___ Dataset records
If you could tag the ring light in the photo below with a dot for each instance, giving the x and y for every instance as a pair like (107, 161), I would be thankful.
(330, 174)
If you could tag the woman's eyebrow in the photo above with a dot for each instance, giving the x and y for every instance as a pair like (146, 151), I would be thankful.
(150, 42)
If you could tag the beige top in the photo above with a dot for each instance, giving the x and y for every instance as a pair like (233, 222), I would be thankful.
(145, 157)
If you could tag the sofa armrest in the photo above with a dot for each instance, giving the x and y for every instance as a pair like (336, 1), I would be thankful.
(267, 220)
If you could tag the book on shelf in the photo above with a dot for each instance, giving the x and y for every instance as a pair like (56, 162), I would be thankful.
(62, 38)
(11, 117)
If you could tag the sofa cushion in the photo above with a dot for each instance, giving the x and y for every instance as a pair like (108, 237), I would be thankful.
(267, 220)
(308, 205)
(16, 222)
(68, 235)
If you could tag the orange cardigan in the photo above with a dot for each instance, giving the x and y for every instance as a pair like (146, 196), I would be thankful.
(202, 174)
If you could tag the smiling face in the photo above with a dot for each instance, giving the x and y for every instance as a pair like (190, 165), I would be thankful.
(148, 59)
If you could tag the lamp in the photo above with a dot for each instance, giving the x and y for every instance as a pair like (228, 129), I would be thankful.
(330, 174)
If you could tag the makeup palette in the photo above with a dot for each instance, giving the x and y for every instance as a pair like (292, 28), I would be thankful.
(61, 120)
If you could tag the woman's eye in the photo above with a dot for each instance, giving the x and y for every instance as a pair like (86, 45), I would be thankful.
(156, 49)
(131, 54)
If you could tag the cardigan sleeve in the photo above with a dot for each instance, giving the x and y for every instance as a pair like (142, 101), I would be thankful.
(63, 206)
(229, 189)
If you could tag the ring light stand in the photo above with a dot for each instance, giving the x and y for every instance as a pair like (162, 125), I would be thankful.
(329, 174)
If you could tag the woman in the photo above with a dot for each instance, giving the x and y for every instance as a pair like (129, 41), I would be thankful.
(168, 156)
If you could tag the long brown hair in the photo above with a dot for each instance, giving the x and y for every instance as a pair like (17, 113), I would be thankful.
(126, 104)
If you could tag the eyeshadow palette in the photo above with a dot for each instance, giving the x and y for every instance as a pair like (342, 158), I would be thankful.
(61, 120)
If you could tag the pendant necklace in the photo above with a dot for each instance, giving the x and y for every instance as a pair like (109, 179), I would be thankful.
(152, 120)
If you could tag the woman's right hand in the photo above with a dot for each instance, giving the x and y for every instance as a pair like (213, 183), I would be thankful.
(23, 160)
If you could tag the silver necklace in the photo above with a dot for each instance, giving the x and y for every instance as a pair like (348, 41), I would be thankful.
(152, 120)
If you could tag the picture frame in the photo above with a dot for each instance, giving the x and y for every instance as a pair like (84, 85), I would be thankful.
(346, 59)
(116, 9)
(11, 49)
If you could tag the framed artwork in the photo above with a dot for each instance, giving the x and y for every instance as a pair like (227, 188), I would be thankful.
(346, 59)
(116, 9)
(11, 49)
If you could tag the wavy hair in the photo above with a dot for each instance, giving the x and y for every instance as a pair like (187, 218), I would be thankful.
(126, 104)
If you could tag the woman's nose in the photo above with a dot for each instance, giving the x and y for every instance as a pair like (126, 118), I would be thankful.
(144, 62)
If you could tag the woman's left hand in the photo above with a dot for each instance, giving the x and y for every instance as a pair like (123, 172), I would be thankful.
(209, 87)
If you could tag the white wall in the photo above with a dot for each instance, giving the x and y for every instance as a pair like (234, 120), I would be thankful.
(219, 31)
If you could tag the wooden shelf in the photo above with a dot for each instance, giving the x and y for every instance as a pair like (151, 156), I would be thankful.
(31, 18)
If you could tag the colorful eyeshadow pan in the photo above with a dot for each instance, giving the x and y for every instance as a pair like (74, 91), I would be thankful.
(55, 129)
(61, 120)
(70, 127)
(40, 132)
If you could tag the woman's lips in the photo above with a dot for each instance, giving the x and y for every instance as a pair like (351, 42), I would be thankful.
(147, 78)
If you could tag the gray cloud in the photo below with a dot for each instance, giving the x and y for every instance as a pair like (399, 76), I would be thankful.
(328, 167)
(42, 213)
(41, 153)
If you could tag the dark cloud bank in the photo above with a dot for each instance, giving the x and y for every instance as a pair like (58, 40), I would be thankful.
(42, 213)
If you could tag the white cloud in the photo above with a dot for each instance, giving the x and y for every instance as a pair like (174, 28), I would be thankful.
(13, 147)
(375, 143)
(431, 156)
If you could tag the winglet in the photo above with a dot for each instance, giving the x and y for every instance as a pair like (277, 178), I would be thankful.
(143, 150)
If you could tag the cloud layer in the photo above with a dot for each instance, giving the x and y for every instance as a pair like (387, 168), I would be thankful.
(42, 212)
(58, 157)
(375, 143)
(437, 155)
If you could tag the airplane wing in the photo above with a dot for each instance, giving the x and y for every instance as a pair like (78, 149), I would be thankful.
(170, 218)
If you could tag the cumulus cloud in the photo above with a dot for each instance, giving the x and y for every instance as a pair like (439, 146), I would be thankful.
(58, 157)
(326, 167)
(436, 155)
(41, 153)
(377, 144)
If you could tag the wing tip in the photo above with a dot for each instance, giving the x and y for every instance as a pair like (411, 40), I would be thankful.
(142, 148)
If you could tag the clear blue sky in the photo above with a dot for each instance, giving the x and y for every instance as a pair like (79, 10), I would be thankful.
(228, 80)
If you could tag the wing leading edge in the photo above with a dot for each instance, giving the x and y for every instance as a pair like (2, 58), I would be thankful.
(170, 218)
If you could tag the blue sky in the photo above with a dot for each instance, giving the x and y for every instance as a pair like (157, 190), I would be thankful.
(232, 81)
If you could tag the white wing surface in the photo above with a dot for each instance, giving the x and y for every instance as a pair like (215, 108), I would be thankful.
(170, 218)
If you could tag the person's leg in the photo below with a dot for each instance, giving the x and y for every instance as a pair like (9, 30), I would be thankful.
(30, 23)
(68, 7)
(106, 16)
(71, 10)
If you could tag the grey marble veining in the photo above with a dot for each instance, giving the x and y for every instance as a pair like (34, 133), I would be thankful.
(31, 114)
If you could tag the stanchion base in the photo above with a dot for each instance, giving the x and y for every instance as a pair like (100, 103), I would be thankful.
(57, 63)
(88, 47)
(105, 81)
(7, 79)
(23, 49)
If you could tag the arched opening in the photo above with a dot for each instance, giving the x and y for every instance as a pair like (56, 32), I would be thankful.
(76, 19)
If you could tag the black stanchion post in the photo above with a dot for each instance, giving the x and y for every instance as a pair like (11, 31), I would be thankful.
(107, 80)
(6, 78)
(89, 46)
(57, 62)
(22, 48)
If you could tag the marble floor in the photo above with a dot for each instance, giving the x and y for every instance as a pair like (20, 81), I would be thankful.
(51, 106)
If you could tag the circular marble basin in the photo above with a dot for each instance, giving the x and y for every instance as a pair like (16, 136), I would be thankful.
______
Write the entries again, exactly as they stand.

If you could tag the ring light in the photo below with a dot for each instance, giving the x and y for every instance as a pair like (107, 161), I would be thankful.
(330, 174)
If you could tag the woman's eyebrow in the photo above with a dot for each instance, giving the x and y for every instance as a pair like (146, 151), I would be thankful.
(150, 42)
If you could tag the beige top in the photo above with a dot for each instance, giving the x and y for every instance as a pair like (233, 222), I would be thankful.
(145, 157)
If you could tag the sofa armrest in the photo above with a dot for each instance, giving the x and y for every instance as a pair like (336, 1), I would be thankful.
(267, 220)
If you could tag the book on shelf in the photo above with a dot for each instance, giving the x and y for every instance as a pair like (56, 162), I would be thankful.
(62, 38)
(11, 117)
If you could tag the sofa cushion in the photo above with a dot for each instance, giving the x and y for every instance as a pair like (108, 237), I would be thankful.
(267, 220)
(308, 205)
(16, 222)
(68, 235)
If you could tag the orange cardigan in the photo above with a dot for each instance, giving the x and y for every instance as a pair like (146, 196), I would be thankful.
(202, 174)
If you could tag the smiling face in the photo above with a dot for each instance, giving the x and y for every instance as a pair like (190, 165), I would be thankful.
(148, 59)
If you could tag the lamp in the photo above with a dot for each instance, giving the x and y for every instance as a pair like (228, 129), I would be thankful.
(330, 174)
If you could tag the makeup palette in the photo above with a dot for each instance, giving the x and y for every instance as a pair like (292, 28), I would be thankful.
(61, 120)
If you could tag the woman's eye in the photo above with a dot for each instance, giving the x and y for every instance as a pair like (86, 45), I would be thankful.
(156, 49)
(131, 54)
If you could tag the cardigan sleeve in the photo above with a dot for each instance, giving the x and y for every instance as a pair like (142, 101), I would be thankful.
(63, 206)
(229, 189)
If you could tag the ring light stand in the photo above with a dot for each instance, giving the x and y for every instance as a pair like (162, 125), I would be thankful.
(329, 174)
If you could tag the woman in the photo above with a dot for each instance, giving the x and y for every instance as a pair like (129, 41), I would be thankful.
(168, 156)
If you could tag the long brown hair in the photo above with a dot for each instance, giving the x and y for every instance as a pair like (17, 113), I would be thankful.
(126, 104)
If you could tag the eyeshadow palette in the photo above with a dot for each instance, giving the x and y for every instance as a pair like (342, 158), I would be thankful.
(61, 120)
If you could tag the pendant necklace in the photo above with a dot for each instance, giving the x and y for every instance as a pair like (109, 179), I would be thankful.
(152, 120)
If you could tag the woman's right hand in the photo above with a dot for each instance, giving the x and y for every instance as a pair like (213, 183), I would be thankful.
(23, 160)
If you could tag the silver necklace in the photo above with a dot for each instance, giving the x and y for every instance as a pair like (348, 41), I would be thankful.
(152, 120)
If you could tag the picture frame in the photo above with a dot for each instance, giving the x and y for every instance as a pair like (84, 85), I would be thankful.
(346, 59)
(116, 9)
(11, 49)
If you could tag the framed artwork in the photo above with a dot for each instance, giving the x and y for every instance as a pair like (227, 188), I would be thankful.
(346, 59)
(116, 9)
(11, 49)
If you could tag the wavy hair in the photo above with a dot for each instance, giving the x and y for every instance as a pair like (187, 218), I would be thankful.
(126, 104)
If you could tag the woman's nose in the photo above with a dot for each instance, giving the x and y for every instance as a pair like (126, 118), I would be thankful.
(144, 62)
If you could tag the woman's left hand in the photo above with a dot for each instance, giving the x and y for every instance as a pair like (123, 172), I would be thankful.
(209, 87)
If you could tag the white wall in the photo above with a dot for each instance, giving the x and y for every instance as a pair like (234, 120), I would be thankful.
(219, 31)
If you could tag the wooden shelf in the photo above with a dot for each instance, giving the x and y for every instance as a pair like (151, 156), I would be thankful.
(31, 18)
If you could tag the colorful eyeshadow pan in the photo above with a dot for each instance, giving the x and y for every instance as a pair like (74, 91), I would be thankful.
(55, 129)
(61, 120)
(70, 127)
(40, 132)
If you could tag the woman's lips in the photo above with a dot for each instance, giving the x and y for every instance as a pair like (351, 42), I would be thankful.
(147, 78)
If you could tag the gray cloud in the photo below with a dot for each instance, giving the x and y for every instance as a pair like (399, 76), I would be thankful.
(328, 167)
(42, 213)
(41, 153)
If you could tag the dark cloud bank in the photo above with a dot for each instance, giving the x and y for every instance as a pair like (58, 40), I would be thankful.
(42, 213)
If you could tag the white cloud in the photo above with a dot for each instance, giving the x and y for every instance as a pair like (174, 28), I would be thankful.
(13, 147)
(375, 143)
(431, 156)
If you could tag the winglet in the photo above with a dot for each instance, giving the x and y for every instance as a pair like (277, 178), I would be thankful.
(143, 150)
If you could tag the cloud layer in the photo above with a dot for each instance, giving the x and y for every instance as a pair like (387, 168), I would be thankful.
(42, 212)
(58, 157)
(375, 143)
(437, 155)
If you could tag the airplane wing in the photo above with a dot for each instance, giving the x and y for every instance as a pair like (78, 149), I would be thankful.
(170, 218)
If you could tag the cumulus cloud in the photo above with a dot for each instance, giving the x and y for every instance as a pair like (439, 146), I would be thankful.
(58, 157)
(326, 167)
(436, 155)
(41, 153)
(377, 144)
If you could tag the wing tip in the photo above with a dot for each instance, giving the x and y for every instance as a pair like (411, 40), I would be thankful.
(142, 148)
If you could tag the clear blue sky in the photo above with a dot for each instance, giving the x and y for every instance as a pair like (79, 10), I would be thankful.
(228, 80)
If you could tag the wing leading edge in the photo above with a dot for each instance, giving the x and y for every instance as a pair like (2, 58), I would be thankful.
(170, 218)
If you could tag the blue sky in the photo above with a dot for each instance, giving the x and y for every instance as a pair like (157, 190), I would be thankful.
(232, 81)
If you could tag the white wing surface in the photo above with a dot for each instance, giving the x and y for every instance as a pair like (215, 108), I would be thankful.
(170, 218)
If you could tag the person's leg in the photo below with a dot for each instance, giving the x and y for every instance as a pair like (9, 30), I would be thankful.
(30, 23)
(68, 7)
(106, 16)
(71, 10)
If you could tag the grey marble veining in the photo above with a dot for each instance, giving the x and y for every instance as a pair like (34, 133), I would be thankful.
(31, 114)
If you could tag the stanchion base in the photo above with a dot for each instance, giving the x and y for every instance as a pair like (100, 103), I would be thankful.
(57, 63)
(88, 47)
(105, 81)
(7, 79)
(23, 49)
If you could tag the arched opening in the photo above with a dot for each instance, giving the x and y for every instance as a pair like (56, 32), I would be thankful.
(76, 19)
If you could tag the black stanchion post in the photo above with a dot for each instance, giving the x and y for every instance as a pair like (11, 31), I would be thankful.
(107, 80)
(6, 78)
(89, 46)
(57, 62)
(22, 48)
If you could tag the marble floor in the photo above with a dot for each instance, giving the x and y for every instance as a pair like (20, 81), I would be thankful.
(51, 106)
If you could tag the circular marble basin in the photo above with a dot for each instance, giving the x and y for every instance as a pair like (16, 136), I would be thankful.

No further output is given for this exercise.